■ **WRITTEN REQUEST**:
How many lines in the records below contain the word "white"? Give only the number.

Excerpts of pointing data
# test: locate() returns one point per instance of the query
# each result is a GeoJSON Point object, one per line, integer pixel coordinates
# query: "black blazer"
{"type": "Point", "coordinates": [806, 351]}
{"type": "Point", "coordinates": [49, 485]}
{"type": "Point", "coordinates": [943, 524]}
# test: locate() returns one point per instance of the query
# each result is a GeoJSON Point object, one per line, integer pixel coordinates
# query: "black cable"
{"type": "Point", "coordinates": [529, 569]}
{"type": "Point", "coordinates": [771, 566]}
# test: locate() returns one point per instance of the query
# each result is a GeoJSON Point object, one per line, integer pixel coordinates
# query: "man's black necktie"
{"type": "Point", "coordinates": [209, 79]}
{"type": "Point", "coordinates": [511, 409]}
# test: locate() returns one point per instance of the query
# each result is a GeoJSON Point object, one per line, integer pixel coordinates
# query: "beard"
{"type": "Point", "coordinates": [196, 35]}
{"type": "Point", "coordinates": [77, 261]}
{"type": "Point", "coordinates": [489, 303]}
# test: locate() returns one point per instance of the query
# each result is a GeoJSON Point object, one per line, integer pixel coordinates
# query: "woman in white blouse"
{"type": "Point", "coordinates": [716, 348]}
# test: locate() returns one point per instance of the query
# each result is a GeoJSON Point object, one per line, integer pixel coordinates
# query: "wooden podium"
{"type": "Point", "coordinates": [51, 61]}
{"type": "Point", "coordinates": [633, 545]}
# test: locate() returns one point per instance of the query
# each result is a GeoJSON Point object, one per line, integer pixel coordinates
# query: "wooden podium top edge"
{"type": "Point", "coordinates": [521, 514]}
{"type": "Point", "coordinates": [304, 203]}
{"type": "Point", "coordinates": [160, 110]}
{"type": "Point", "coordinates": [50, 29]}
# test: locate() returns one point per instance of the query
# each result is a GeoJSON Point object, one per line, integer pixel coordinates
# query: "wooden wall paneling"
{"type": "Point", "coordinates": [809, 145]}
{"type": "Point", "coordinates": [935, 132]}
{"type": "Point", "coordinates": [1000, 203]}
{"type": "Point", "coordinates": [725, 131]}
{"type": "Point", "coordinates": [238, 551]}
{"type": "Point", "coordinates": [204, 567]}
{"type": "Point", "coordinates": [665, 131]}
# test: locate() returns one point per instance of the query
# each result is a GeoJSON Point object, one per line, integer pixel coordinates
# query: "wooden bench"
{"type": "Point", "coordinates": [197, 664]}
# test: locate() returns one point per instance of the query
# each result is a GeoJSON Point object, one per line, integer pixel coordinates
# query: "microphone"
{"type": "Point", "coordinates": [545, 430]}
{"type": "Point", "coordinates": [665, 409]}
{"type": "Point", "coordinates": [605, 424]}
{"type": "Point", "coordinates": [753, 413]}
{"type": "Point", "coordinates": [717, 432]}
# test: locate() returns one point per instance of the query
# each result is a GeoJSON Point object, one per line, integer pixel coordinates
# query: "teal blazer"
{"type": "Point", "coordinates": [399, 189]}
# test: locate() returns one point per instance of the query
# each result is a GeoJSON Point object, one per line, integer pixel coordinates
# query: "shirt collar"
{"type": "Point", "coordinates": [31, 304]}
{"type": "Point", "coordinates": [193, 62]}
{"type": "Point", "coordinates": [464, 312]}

...

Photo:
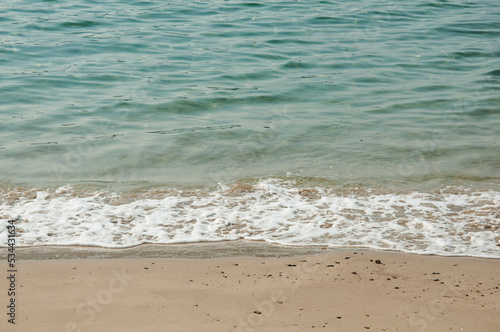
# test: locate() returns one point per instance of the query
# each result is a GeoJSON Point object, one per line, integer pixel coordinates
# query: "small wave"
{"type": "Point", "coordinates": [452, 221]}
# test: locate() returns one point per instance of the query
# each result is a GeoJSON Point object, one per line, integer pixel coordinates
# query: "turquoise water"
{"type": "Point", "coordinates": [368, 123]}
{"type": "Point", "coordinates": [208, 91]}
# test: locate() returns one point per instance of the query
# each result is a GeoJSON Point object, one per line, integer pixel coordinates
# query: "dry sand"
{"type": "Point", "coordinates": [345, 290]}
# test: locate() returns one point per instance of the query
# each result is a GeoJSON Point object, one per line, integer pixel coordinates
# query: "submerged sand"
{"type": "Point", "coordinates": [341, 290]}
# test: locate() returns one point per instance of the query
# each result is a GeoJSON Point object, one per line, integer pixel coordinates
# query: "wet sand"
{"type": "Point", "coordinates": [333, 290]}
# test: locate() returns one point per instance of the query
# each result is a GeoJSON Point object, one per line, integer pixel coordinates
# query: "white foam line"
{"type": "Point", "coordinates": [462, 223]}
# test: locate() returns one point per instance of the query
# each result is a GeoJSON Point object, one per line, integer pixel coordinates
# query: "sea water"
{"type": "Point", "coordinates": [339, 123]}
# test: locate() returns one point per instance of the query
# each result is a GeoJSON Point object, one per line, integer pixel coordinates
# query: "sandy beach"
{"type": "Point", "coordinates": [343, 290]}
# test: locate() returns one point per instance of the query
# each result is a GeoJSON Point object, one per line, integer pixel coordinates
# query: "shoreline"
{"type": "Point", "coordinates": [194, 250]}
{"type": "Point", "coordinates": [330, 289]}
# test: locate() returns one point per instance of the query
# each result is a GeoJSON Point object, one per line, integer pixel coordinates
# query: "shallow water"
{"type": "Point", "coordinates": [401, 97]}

==

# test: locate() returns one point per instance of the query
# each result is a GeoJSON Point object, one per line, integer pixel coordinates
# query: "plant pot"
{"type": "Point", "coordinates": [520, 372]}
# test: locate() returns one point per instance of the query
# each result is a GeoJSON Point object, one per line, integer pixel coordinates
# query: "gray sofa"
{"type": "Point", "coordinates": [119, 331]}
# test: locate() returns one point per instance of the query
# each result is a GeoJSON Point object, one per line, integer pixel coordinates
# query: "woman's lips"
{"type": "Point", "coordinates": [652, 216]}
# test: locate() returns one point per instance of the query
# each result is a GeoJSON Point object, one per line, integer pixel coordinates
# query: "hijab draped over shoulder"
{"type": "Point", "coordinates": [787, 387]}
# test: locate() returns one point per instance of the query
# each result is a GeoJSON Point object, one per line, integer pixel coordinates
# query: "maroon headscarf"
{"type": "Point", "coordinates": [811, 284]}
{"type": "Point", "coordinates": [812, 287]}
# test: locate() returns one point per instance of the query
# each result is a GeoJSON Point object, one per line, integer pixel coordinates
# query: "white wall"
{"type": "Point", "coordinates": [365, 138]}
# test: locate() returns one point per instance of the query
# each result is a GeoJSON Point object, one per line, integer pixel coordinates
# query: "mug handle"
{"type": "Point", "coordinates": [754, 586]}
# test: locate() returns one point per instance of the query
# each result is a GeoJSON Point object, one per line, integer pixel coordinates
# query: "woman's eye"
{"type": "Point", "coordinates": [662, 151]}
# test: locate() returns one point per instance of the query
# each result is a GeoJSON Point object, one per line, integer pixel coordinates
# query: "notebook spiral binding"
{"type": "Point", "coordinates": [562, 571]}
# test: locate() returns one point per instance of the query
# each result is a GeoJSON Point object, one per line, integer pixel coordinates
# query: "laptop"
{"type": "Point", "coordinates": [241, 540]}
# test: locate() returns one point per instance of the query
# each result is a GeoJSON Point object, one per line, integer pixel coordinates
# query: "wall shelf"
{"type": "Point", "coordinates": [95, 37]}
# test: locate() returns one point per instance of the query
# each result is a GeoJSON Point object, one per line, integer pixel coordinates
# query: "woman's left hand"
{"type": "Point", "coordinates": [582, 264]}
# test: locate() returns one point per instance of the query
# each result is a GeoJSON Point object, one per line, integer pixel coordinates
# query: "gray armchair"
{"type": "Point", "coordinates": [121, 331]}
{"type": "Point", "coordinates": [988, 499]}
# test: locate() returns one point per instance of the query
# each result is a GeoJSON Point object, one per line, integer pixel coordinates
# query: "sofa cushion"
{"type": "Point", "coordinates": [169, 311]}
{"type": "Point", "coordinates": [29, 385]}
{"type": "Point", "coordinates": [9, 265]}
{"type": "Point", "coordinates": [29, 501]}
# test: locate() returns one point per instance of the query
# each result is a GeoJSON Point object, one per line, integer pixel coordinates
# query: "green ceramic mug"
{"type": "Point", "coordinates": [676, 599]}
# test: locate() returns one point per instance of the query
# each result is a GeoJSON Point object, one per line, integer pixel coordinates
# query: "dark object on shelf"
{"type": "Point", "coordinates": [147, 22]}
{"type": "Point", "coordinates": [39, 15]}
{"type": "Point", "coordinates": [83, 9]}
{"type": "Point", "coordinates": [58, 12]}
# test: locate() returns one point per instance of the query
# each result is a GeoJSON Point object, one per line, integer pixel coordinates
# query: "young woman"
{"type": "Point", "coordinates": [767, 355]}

■ **ANSWER TO THE TASK**:
3